== INSTRUCTIONS TO FOLLOW ==
Print the data exactly as written, line for line, and leave its pictures behind.

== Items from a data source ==
----

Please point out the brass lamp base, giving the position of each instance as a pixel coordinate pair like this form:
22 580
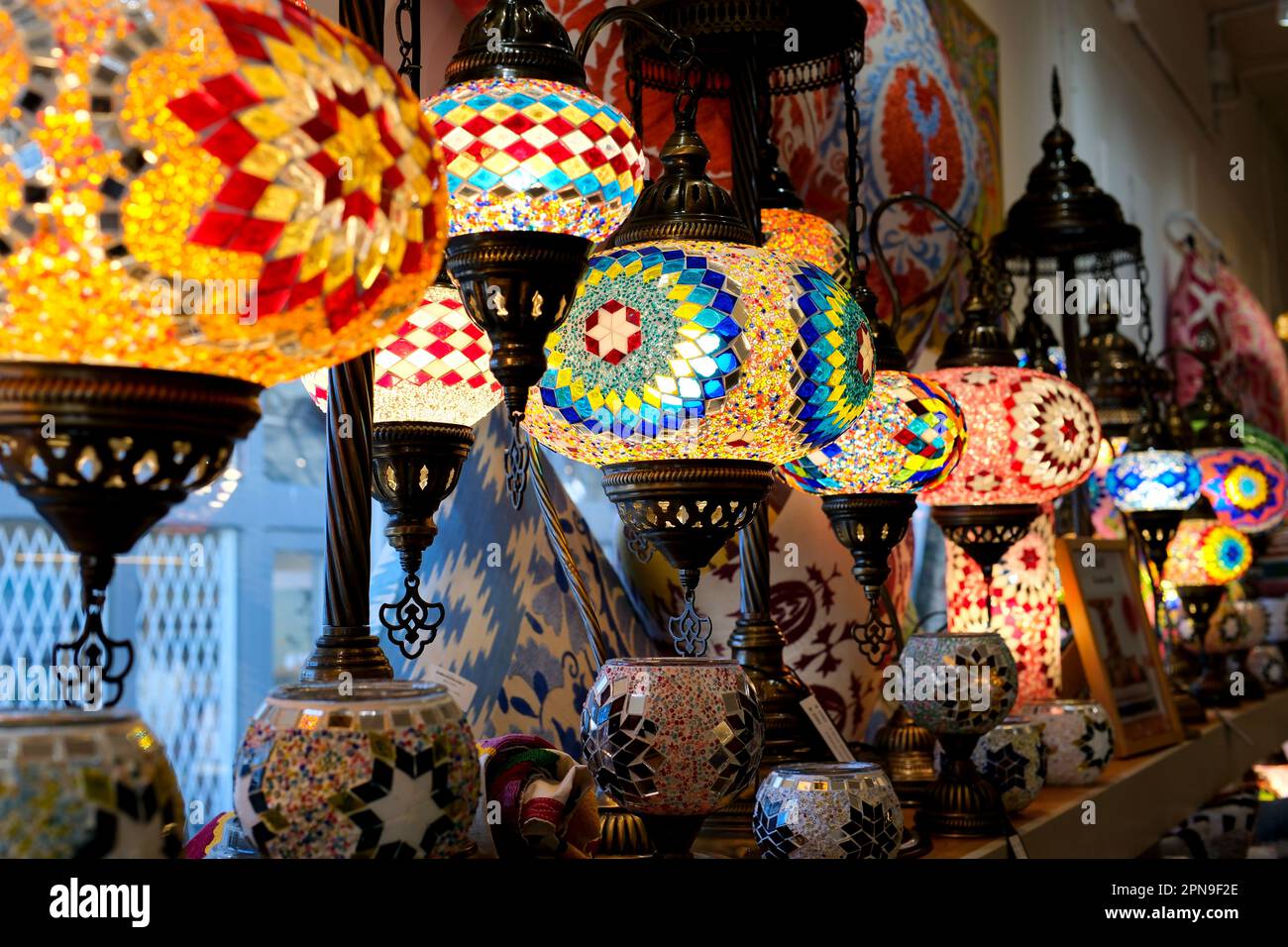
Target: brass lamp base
909 755
103 454
961 802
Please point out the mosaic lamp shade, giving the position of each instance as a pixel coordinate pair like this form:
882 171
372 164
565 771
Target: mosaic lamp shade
1247 488
1033 437
536 155
253 206
692 363
806 236
1147 480
183 222
703 351
432 368
1206 552
432 384
539 169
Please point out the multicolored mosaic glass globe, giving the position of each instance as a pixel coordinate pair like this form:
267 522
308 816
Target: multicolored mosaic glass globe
807 236
254 205
1206 552
909 438
1147 480
691 350
536 155
433 368
1033 437
1248 489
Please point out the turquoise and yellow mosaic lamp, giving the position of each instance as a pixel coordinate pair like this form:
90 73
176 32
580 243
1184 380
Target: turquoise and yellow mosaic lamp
694 363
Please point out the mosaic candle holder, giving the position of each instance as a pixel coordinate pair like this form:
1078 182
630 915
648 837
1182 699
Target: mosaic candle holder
389 771
86 785
1078 738
827 810
960 801
1012 758
673 740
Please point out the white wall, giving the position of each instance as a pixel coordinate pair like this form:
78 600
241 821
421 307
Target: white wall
1144 146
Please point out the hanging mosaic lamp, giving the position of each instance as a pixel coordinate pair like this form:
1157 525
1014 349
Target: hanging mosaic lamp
1154 480
1033 437
694 363
909 438
790 228
539 169
432 386
180 224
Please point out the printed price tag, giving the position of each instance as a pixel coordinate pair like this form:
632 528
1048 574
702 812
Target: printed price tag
460 688
827 729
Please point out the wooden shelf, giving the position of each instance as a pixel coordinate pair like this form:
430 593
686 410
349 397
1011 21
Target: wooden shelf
1138 799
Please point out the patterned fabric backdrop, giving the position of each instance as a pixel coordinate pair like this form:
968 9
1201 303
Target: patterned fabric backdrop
511 629
927 90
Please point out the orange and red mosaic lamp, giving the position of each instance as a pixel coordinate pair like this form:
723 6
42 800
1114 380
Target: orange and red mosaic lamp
181 223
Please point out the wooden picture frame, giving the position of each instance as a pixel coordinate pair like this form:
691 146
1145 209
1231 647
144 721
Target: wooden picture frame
1117 643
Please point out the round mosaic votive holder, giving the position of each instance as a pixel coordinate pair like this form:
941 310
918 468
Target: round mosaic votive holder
1012 758
673 740
1078 738
827 810
387 770
78 784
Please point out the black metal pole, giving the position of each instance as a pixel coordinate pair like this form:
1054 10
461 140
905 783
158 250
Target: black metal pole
347 644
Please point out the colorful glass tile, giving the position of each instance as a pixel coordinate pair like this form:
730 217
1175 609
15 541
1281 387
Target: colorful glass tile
1033 437
433 368
909 438
257 205
1153 480
1248 489
536 155
739 354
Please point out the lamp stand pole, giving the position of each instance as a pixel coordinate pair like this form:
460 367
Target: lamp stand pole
347 644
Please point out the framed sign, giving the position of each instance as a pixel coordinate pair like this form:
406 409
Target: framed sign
1117 643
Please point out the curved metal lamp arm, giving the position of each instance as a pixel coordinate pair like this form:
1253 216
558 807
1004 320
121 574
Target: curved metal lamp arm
966 239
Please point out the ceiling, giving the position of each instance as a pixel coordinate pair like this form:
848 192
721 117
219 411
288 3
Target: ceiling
1258 48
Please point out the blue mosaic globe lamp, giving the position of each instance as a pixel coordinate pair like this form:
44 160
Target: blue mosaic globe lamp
694 363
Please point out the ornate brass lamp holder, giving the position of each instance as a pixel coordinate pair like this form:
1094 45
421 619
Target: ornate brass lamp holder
1211 688
688 509
415 467
516 286
103 454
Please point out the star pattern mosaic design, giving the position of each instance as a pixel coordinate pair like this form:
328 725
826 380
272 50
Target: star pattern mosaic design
1153 480
1247 489
536 155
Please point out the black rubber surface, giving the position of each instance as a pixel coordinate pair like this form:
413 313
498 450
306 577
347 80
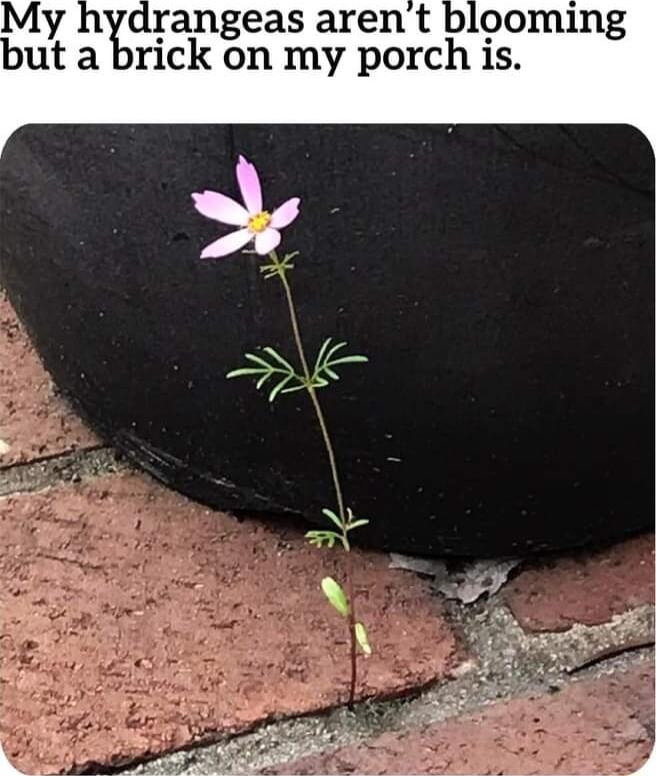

----

== ANSWER SECTION ==
Please point out the brass lamp base, giving the position of each instance as a pixel coordinate pair like this form:
22 580
Target: brass lamp base
909 755
103 454
961 802
Please point out the mosaic lamp shade, giving the position of each instance as a pixel coordinate pair like this form:
882 171
372 164
565 771
Target: mosaic lamp shade
1247 488
1033 437
536 155
253 206
692 363
806 236
1147 480
183 222
703 351
432 368
1206 552
432 384
539 169
Please point out the multicolored mosaic glass globe, giving the position of each instance as a pixel coordinate pair like this form:
267 522
308 816
Target: multicolored mosaic glass globe
807 236
254 205
1206 552
909 438
1147 480
691 350
536 155
433 368
1033 437
1248 489
Please point out the turquoise and yellow mosaic lamp, giving the position of each instance as a pixel coordinate pair like this form:
90 73
176 32
580 243
1184 380
Target: turquoise and yellow mosaic lamp
694 363
Please point out the mosaic candle holder, giving the position of each instance as a pixel coordinate pair like this form:
1078 182
630 915
648 837
1182 699
Target: mosaic candle holder
389 771
86 785
1078 738
827 810
960 801
1012 758
673 740
Please point out the white wall, giving the position of each instance as a pixel coordinate pair like this form:
78 600
241 821
421 307
Target: white wall
1144 146
Please point out the hanging mosaic lamp, giving the position of each instance as a pixel coordinate pair like this form:
1157 525
1014 349
Target: hanging mosaic lamp
1154 480
1033 437
694 363
909 438
790 228
539 169
432 386
180 224
Please point out the printed price tag, giving the position of each instance as a pixel coordinate pair like this form:
632 528
1048 574
702 812
Target: printed price tag
460 688
827 729
Please point out the wooden shelf, giving the position of each instance as a pixel coordinate pair like this form:
430 593
686 410
349 397
1011 21
Target: wooden shelf
1138 799
Please point out the patterned fabric backdrop, giving the position of each instance as a pixel coordinate pair like this form:
968 9
1201 303
Target: patterned fabric backdrop
511 629
927 90
Please point out the orange and red mosaic lamp, giving the position of each instance as a pixel coordinate pair like this form:
723 6
42 800
1114 380
Target: orange and red mosaic lamp
181 223
Please point out the wooden picture frame, giving the position of each instance as a pixel coordinate pair like this form:
691 146
1145 209
1231 647
144 721
Target: wooden picture frame
1117 643
Please point out the round mosaic votive holder, giving the position of each instance as a pixel coordinate pair like this form:
941 310
918 468
Target: round mosaic votive holder
1012 758
673 740
1078 738
827 810
387 770
78 784
Please point out the black metal pole, giving the position of each instance as a pixel coordinate pair like this form:
1054 10
461 140
905 783
158 250
Target: black metal pole
347 644
Please point out the colorful glass tile, giving the position of each instance as a pixel coordinate pair like this form:
730 217
1175 609
15 541
1281 387
Target: colorful glass tile
1033 437
433 368
909 438
257 205
1153 480
1248 489
536 155
739 354
Please point out the lamp stand pole, giving the position of each instance as a pixel coordinate pair like this form:
460 367
Target: lamp stand pole
347 644
Please point out the framed sign, giving the position of each instance as a pixel coordinate pair like this form:
406 409
Target: framed sign
1117 643
Please point out the curved metal lamp arm, giving the position of each instance as a pixel coordinate pair like this form:
1253 216
558 807
1004 320
121 574
Target: curved metal lamp arm
966 239
Please point out the ceiling, giving the position of each instance as a pixel coordinate pair like this form:
848 192
721 117
219 411
288 3
Target: ceiling
1258 48
Please point out the blue mosaic globe lamp, giving the position of each instance as a pixel coordinate pair like this form:
44 160
Target: blue mosaic globe lamp
694 363
Please point out the ornate brass lamp holder, giving the position of each instance as a pixel coordinate pair like this form:
1094 45
421 619
Target: ornate brass lamp holder
1211 688
688 509
415 467
516 286
103 454
Please point out the star pattern mosaic design, giving the position of each instance as a pixel coordinate pair like this form:
328 725
826 380
272 50
Target: star pattern mosaic design
1153 480
1247 489
536 155
Please point out the black rubber surface, giving the position of each instance as a pixel coordinate pair like this form:
413 313
498 450
306 577
347 80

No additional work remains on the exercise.